■ Passage extrait
# WiFi contre USB ethernet



## alargeau (25 Janvier 2013)

Bonjour à tous,

Je suis abonné Numéricable et le WiFi de la box est vraiment très mauvais. À 3-4 mètres à peine (grand maximum), je perds du débit de manière considérable. Mais le plus embêtant dans l'affaire n'est pas réellement le débit, mais les déconnexions intempestives qui me forcent à désactiver puis activer le WiFi de mon MacBook Air.
Étant donné que j'ai un câble ethernet qui traîne, j'aimerais savoir si la vitesse de l'adaptateur > ethernet ne réduira pas le débit encore plus par rapport au WiFi actuel (je ne souhaite pas utiliser le port Thunderbolt, qui me sert pour l'écran externe). En d'autres termes, qui est le plus "rapide" entre l'adaptateur USB et la connexion WiFi.

Merci d'avance.


----------



## Anonyme (25 Janvier 2013)

Bonsoir,

 concernant le débit, tu trouveras des indices ici : http://store.apple.com/fr/product/MC704ZM/A/adaptateur-usb-ethernet-apple

La connexion wifi mériterait quelques tests : il n'y a aucune raison que le débit chute à 3-4 m de la box, SAUF si la connexion est soumise à des interférences.

■ Enregistrements fournis
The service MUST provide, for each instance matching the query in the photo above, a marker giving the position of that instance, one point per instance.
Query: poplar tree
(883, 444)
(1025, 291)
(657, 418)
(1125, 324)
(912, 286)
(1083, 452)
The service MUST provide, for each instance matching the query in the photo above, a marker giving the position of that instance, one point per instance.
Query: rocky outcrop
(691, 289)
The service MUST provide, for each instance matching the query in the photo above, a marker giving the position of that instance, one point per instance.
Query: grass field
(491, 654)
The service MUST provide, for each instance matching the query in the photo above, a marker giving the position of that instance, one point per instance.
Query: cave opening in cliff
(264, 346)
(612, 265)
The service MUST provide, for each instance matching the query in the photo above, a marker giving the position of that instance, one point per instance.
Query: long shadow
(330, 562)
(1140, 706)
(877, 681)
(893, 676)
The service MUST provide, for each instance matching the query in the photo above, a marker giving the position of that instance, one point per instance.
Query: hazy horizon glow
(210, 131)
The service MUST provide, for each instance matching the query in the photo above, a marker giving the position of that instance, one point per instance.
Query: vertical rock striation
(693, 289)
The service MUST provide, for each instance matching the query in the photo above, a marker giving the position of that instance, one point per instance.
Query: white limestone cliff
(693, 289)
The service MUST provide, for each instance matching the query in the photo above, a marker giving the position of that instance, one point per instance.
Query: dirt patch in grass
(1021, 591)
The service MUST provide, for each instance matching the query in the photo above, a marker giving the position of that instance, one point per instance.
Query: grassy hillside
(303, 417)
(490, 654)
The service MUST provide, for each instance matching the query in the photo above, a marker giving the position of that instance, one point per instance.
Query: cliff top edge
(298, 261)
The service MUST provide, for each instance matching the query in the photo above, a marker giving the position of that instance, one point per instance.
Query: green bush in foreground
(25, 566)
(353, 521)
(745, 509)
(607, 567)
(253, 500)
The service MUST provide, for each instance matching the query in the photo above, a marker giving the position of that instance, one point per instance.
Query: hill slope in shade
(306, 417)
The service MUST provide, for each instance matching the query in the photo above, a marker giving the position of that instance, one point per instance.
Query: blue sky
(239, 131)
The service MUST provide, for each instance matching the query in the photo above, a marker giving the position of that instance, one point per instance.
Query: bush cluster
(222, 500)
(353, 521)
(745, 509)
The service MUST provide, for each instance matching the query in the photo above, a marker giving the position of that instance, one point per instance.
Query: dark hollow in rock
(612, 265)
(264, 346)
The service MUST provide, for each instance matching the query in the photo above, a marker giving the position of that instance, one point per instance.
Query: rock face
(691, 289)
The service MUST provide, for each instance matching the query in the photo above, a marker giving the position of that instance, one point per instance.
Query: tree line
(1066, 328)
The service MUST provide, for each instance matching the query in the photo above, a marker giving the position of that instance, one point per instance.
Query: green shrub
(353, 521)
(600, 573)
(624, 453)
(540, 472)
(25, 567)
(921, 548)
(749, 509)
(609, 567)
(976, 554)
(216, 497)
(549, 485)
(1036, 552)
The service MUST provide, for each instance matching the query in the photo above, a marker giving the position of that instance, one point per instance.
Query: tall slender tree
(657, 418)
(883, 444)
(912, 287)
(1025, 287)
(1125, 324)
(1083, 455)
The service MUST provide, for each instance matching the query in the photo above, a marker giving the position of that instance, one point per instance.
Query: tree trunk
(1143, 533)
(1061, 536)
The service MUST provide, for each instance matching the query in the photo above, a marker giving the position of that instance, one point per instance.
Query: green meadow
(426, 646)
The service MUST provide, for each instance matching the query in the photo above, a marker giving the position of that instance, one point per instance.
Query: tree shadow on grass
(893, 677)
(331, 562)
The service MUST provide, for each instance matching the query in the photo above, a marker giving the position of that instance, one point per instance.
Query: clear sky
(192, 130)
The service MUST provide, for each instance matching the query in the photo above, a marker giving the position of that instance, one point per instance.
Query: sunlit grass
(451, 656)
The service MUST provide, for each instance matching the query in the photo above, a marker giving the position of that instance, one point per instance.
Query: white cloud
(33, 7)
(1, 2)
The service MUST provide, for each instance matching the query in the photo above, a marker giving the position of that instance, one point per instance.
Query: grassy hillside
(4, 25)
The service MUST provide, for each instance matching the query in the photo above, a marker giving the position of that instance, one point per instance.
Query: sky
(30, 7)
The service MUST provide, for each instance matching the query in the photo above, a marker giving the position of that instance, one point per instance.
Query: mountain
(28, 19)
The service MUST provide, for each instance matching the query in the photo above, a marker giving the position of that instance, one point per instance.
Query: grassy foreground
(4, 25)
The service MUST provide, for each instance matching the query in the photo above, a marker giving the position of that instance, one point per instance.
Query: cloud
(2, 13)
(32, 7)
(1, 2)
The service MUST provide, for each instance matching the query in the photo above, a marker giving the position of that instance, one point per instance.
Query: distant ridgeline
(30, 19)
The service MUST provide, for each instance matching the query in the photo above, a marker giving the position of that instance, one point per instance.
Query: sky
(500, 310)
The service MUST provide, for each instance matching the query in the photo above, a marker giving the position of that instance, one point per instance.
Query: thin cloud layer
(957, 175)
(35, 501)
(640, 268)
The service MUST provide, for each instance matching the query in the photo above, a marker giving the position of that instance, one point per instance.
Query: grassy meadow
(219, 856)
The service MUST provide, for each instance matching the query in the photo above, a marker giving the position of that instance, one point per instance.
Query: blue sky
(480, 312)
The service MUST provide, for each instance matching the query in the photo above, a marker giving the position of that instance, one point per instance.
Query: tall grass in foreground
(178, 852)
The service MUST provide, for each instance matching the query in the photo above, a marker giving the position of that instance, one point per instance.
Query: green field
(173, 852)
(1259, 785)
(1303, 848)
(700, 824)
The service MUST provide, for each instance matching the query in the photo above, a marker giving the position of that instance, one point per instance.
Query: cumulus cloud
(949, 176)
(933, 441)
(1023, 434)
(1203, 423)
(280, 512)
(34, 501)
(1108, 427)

■ Tâches
- a) Pouvez-vous reproduire fidèlement le passage du fil de discussion qui va de « ## alargeau (25 » jusqu'à « mon MacBook Air. » inclus ?
- b) Pouvez-vous rassembler toutes les lignes des enregistrements contenant la chaîne « field », en respectant la casse ?
Le fil de discussion et les enregistrements n'ont aucun rapport entre eux.

■ Réponses par tâche
- a)
## alargeau (25 Janvier 2013)

Bonjour à tous,

Je suis abonné Numéricable et le WiFi de la box est vraiment très mauvais. À 3-4 mètres à peine (grand maximum), je perds du débit de manière considérable. Mais le plus embêtant dans l'affaire n'est pas réellement le débit, mais les déconnexions intempestives qui me forcent à désactiver puis activer le WiFi de mon MacBook Air.

- b)
Query: grass field
Query: green field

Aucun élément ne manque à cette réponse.